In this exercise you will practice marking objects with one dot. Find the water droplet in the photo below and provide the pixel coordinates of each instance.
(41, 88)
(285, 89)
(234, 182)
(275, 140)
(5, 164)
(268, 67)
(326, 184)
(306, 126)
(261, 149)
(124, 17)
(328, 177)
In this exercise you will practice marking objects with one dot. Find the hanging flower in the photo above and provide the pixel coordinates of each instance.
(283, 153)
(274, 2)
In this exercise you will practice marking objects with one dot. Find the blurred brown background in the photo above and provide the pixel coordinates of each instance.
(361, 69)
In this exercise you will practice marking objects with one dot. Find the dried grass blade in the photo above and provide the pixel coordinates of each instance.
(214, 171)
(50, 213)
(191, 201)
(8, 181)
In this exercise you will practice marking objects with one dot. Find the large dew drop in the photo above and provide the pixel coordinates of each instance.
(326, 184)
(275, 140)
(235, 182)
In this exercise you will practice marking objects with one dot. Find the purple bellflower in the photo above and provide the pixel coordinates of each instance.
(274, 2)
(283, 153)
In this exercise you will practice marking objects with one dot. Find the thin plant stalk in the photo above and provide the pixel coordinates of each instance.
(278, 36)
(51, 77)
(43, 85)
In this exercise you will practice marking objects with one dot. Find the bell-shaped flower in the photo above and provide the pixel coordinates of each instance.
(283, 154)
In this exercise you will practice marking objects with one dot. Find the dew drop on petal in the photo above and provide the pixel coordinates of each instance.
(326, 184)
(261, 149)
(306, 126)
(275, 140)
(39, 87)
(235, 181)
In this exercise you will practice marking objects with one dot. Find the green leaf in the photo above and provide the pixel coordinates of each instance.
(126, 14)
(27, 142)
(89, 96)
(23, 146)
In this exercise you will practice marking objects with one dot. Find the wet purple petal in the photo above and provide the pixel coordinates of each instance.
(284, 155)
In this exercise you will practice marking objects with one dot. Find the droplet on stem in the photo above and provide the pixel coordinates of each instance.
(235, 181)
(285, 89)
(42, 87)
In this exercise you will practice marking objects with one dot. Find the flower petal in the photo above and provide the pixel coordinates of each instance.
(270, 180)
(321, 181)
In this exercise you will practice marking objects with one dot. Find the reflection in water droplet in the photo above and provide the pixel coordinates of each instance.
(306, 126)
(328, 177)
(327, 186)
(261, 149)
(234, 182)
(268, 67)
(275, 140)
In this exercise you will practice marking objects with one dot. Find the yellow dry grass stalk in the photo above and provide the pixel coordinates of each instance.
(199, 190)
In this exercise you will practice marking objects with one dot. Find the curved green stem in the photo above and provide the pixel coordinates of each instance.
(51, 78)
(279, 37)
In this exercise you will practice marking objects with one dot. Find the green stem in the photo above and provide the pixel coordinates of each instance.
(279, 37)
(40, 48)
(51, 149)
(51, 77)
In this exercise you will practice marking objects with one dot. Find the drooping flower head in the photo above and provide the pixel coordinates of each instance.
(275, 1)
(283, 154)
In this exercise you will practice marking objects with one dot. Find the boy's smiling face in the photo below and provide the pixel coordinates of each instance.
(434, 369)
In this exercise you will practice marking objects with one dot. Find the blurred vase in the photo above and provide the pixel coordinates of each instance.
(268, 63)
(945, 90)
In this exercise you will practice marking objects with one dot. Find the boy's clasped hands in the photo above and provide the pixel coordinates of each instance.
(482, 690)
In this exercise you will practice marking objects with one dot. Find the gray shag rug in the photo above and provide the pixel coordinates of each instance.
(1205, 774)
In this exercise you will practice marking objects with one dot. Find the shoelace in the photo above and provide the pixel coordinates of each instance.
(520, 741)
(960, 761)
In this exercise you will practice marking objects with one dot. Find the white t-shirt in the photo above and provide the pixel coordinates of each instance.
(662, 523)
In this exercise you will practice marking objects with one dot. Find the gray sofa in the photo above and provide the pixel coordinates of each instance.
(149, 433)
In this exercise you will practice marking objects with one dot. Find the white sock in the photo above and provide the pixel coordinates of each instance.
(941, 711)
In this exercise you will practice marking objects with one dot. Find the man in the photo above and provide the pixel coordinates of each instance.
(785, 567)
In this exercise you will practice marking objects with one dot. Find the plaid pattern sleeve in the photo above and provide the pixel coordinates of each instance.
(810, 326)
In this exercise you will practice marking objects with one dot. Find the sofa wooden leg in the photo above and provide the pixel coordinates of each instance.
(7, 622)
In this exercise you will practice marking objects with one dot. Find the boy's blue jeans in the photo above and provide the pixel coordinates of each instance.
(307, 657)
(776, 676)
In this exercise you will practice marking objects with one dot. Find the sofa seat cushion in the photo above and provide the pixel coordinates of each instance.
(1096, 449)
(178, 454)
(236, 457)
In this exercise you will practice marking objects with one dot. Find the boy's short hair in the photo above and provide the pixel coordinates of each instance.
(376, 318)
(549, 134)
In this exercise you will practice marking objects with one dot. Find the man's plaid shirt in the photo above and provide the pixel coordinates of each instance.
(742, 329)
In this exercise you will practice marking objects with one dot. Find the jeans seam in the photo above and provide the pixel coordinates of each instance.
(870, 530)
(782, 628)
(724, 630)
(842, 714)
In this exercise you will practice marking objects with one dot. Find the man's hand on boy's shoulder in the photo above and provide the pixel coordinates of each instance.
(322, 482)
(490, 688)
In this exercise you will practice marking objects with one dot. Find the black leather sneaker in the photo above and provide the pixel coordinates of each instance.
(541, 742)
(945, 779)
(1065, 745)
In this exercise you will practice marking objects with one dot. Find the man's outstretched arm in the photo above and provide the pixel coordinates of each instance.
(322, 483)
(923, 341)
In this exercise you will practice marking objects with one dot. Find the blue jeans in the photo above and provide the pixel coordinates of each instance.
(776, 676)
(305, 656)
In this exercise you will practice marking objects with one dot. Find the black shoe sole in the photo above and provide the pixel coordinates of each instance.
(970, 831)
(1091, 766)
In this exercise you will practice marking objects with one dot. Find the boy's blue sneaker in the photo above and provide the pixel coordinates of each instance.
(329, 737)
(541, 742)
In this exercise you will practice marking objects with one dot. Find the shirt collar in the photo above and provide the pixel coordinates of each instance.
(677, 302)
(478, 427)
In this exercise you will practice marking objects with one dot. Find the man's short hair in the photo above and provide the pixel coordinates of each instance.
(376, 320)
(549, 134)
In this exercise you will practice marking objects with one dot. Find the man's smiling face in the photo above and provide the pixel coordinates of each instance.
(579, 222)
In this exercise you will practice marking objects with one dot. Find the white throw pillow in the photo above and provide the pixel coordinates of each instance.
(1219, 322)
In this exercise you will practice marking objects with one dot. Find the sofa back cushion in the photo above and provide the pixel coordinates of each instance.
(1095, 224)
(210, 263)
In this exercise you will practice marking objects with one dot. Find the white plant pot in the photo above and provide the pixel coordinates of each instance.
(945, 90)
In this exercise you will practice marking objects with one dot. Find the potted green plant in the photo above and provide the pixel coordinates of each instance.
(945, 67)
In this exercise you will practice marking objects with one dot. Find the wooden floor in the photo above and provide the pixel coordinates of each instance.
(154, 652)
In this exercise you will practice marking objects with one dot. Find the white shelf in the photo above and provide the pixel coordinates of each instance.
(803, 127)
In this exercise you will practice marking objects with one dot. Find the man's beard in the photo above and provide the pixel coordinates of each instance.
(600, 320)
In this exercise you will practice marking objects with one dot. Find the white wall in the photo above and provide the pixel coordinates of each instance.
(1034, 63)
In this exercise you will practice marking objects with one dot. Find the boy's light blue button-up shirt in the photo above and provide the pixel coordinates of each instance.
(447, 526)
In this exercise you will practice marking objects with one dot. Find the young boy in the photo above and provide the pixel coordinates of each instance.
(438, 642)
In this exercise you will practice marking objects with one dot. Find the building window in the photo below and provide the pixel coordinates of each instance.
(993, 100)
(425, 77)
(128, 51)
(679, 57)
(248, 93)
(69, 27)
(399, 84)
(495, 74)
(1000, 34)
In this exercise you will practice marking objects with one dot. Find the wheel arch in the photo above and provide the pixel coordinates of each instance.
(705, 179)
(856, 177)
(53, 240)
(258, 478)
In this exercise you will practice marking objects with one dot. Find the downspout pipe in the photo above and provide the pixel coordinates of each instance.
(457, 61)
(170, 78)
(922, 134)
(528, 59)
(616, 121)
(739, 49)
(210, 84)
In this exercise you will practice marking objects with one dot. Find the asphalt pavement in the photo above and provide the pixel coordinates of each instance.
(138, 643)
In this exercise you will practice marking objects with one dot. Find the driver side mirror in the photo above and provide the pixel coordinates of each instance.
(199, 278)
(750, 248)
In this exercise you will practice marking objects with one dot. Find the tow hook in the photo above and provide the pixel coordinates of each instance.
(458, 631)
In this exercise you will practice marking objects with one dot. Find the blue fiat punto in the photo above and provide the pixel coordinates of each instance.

--- --- ---

Set exercise
Every line from the one containing "Find the wheel" through the end of the data must be repeated exactly, and no other line.

Finished exercise
In this exercise you will practice marking objects with one dot. Find the wheel arch in the photo above and provide the pixel coordinates of each instance.
(705, 179)
(856, 177)
(53, 240)
(258, 478)
In this exercise you will practice marking objects with one dot. Find the downspout pipe in the photo above and provide the pixel coordinates of each instance.
(457, 61)
(170, 78)
(922, 134)
(528, 59)
(616, 121)
(739, 49)
(210, 84)
In this exercise you will practice marking objects with one dot. Find the asphalt pavement in the photo above and provide the pixel coordinates of each instance.
(138, 643)
In this exercise you will practice marking objects with one dot. Find the driver side mirror in the photo above and provide the pixel coordinates of each instance.
(199, 278)
(750, 248)
In this exercise you will practice marking objects with one dot. Find the tow hook in the photo above and provide the pixel coordinates of each instance.
(458, 631)
In this exercise you will practice marking objects with one dot. Find the blue fiat punto in the photo above and provide the pixel coordinates of each instance.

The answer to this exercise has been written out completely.